* PROBLEM DESCRIPTION *
Render every line of the entries below as a numbered list, skipping blank lines and leaving out the pictures.

* SUPPLIED INFORMATION *
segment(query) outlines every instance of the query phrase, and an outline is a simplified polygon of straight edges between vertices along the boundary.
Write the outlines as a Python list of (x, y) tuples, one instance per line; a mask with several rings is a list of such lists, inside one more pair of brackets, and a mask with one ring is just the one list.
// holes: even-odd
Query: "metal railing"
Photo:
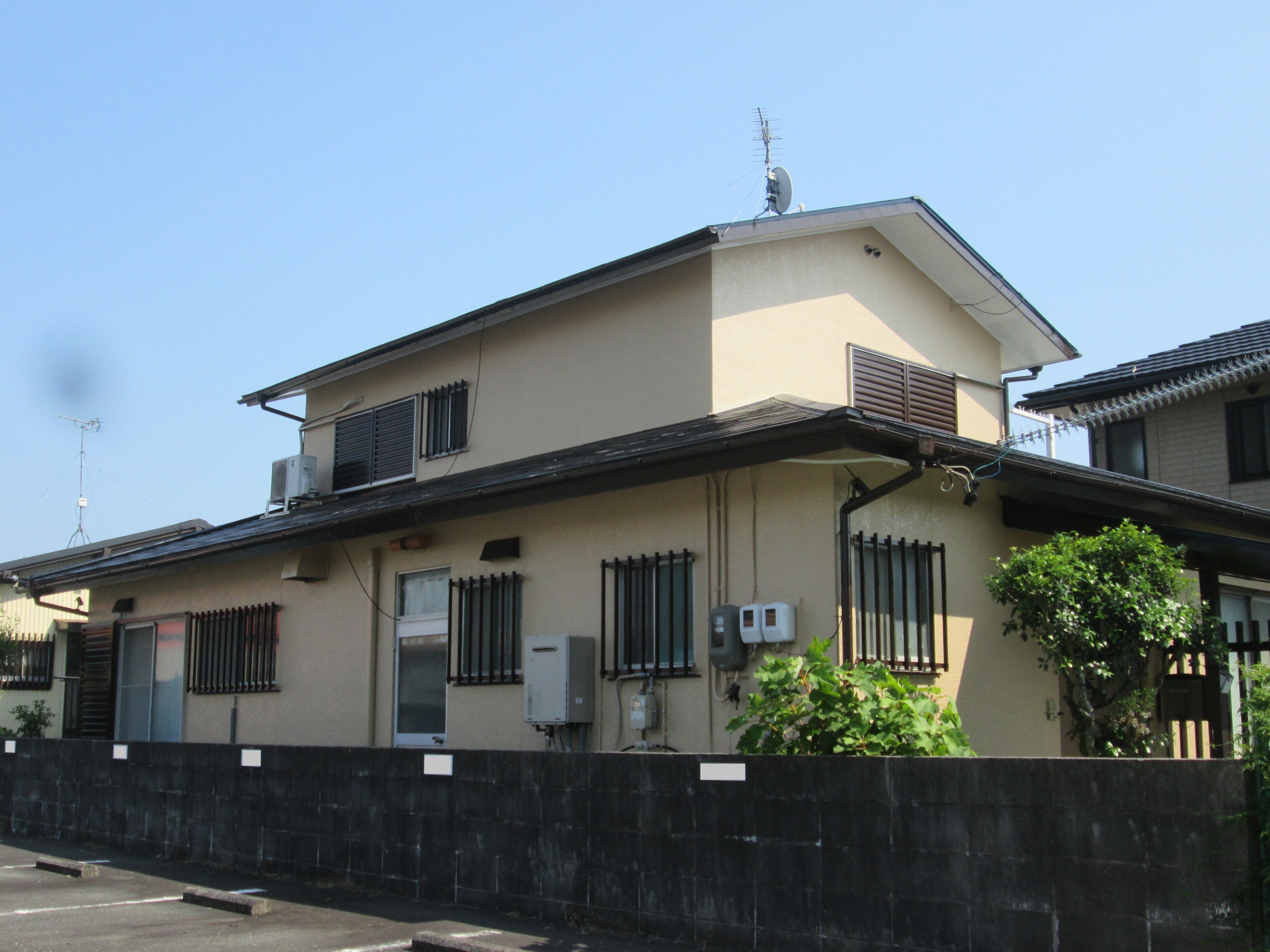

* TASK SOLUTION *
1. segment(query) outlines every instance of the query phrase, and an outline is a simplified polygon of straight edges between vertices along the boundary.
2. Write the outlines as a Python list of (x, y) tuples, one instance per line; a mask with several rings is a list of such lists, inside one more pair of brackets, and a mask with one ring is just the one list.
3. // holes: even-odd
4. Query: "metal railing"
5. Photo:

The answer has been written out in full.